▶ _Exercise input_

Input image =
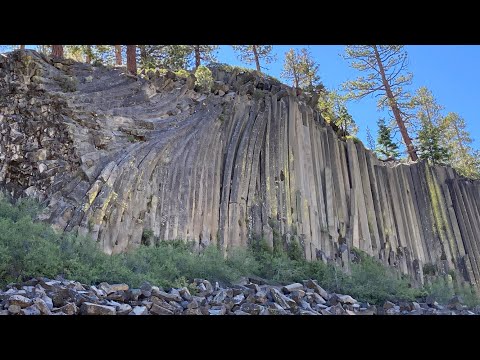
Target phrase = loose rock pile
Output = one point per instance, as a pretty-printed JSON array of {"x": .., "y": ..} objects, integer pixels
[{"x": 42, "y": 296}]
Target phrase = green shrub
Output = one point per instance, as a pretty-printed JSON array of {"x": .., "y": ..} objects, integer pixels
[
  {"x": 29, "y": 249},
  {"x": 182, "y": 73},
  {"x": 204, "y": 78}
]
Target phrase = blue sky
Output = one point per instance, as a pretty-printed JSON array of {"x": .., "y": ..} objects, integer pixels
[{"x": 451, "y": 72}]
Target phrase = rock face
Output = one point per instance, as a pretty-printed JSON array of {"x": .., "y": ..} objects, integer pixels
[
  {"x": 248, "y": 299},
  {"x": 142, "y": 160}
]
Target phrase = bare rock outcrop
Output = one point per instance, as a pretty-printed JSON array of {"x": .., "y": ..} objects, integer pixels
[{"x": 131, "y": 160}]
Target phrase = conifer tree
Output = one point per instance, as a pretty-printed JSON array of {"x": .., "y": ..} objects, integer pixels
[
  {"x": 385, "y": 67},
  {"x": 385, "y": 144},
  {"x": 250, "y": 54}
]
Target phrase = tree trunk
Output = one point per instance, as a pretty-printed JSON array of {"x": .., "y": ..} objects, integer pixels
[
  {"x": 396, "y": 111},
  {"x": 197, "y": 56},
  {"x": 143, "y": 54},
  {"x": 57, "y": 51},
  {"x": 118, "y": 54},
  {"x": 257, "y": 61},
  {"x": 132, "y": 59},
  {"x": 88, "y": 57}
]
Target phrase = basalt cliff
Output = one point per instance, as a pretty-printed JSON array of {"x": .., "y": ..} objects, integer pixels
[{"x": 140, "y": 160}]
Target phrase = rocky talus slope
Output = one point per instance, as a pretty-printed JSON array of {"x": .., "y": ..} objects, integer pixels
[
  {"x": 121, "y": 158},
  {"x": 42, "y": 296}
]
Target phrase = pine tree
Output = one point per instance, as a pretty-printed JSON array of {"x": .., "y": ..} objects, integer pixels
[
  {"x": 132, "y": 59},
  {"x": 385, "y": 66},
  {"x": 301, "y": 69},
  {"x": 172, "y": 57},
  {"x": 118, "y": 54},
  {"x": 250, "y": 54},
  {"x": 429, "y": 145},
  {"x": 370, "y": 140},
  {"x": 428, "y": 142},
  {"x": 333, "y": 109},
  {"x": 203, "y": 52},
  {"x": 386, "y": 146},
  {"x": 457, "y": 139}
]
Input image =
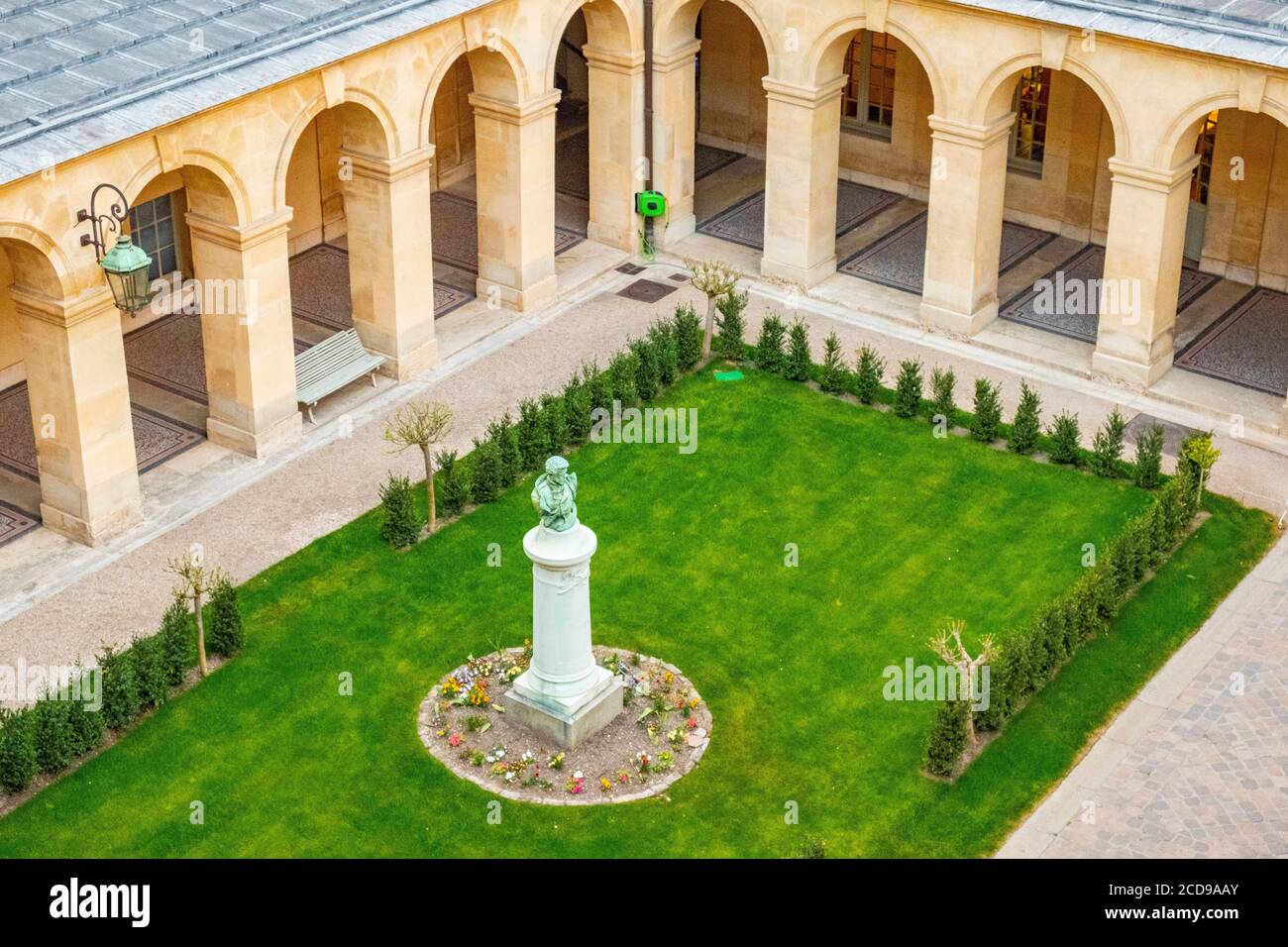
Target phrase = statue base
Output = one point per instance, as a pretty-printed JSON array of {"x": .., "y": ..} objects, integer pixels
[
  {"x": 563, "y": 696},
  {"x": 563, "y": 727}
]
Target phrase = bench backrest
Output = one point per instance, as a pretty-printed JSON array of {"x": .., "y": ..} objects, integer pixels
[{"x": 322, "y": 360}]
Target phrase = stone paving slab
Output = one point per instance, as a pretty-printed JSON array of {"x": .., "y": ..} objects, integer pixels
[{"x": 1197, "y": 766}]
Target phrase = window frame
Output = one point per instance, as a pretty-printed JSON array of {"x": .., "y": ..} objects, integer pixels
[
  {"x": 862, "y": 102},
  {"x": 1021, "y": 163},
  {"x": 154, "y": 247}
]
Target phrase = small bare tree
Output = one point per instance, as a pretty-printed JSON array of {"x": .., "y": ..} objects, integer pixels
[
  {"x": 948, "y": 646},
  {"x": 713, "y": 279},
  {"x": 421, "y": 424},
  {"x": 196, "y": 581}
]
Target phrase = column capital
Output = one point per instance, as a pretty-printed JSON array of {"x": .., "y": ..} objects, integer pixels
[
  {"x": 626, "y": 63},
  {"x": 62, "y": 312},
  {"x": 240, "y": 236},
  {"x": 677, "y": 56},
  {"x": 970, "y": 134},
  {"x": 1147, "y": 178},
  {"x": 389, "y": 170},
  {"x": 804, "y": 95},
  {"x": 515, "y": 114}
]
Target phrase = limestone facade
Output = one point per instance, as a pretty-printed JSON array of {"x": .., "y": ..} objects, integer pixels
[{"x": 357, "y": 147}]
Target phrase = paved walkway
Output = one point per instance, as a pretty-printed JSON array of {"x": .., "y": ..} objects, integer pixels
[{"x": 1197, "y": 766}]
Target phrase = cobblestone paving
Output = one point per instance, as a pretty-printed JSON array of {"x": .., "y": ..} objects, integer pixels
[{"x": 1209, "y": 775}]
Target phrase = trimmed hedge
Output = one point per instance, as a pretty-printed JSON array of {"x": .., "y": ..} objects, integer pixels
[
  {"x": 62, "y": 727},
  {"x": 1033, "y": 655}
]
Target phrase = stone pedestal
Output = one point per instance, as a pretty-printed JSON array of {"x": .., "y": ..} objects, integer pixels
[{"x": 565, "y": 696}]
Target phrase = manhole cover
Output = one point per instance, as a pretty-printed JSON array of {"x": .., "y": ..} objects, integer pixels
[
  {"x": 647, "y": 290},
  {"x": 1172, "y": 433}
]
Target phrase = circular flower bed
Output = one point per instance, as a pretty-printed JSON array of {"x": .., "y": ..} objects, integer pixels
[{"x": 660, "y": 736}]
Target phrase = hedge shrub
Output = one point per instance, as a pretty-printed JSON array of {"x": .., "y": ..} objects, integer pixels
[
  {"x": 907, "y": 389},
  {"x": 400, "y": 522},
  {"x": 947, "y": 737},
  {"x": 1033, "y": 655},
  {"x": 18, "y": 764},
  {"x": 224, "y": 634}
]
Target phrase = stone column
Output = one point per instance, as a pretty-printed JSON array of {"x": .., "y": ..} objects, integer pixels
[
  {"x": 245, "y": 290},
  {"x": 515, "y": 174},
  {"x": 565, "y": 696},
  {"x": 386, "y": 205},
  {"x": 964, "y": 224},
  {"x": 616, "y": 146},
  {"x": 1134, "y": 342},
  {"x": 803, "y": 149},
  {"x": 80, "y": 414},
  {"x": 674, "y": 140}
]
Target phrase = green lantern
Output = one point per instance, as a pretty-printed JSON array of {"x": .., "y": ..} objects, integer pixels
[{"x": 127, "y": 268}]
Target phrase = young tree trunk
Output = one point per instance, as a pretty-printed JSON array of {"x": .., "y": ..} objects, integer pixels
[
  {"x": 201, "y": 635},
  {"x": 709, "y": 328},
  {"x": 429, "y": 488}
]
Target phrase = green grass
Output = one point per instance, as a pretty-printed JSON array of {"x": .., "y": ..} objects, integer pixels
[{"x": 897, "y": 532}]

▶ _Task instructions_
Once every line above has been checked for the string "paving", give the number of matching lines and nothing more.

▶ _Response to the exercise_
2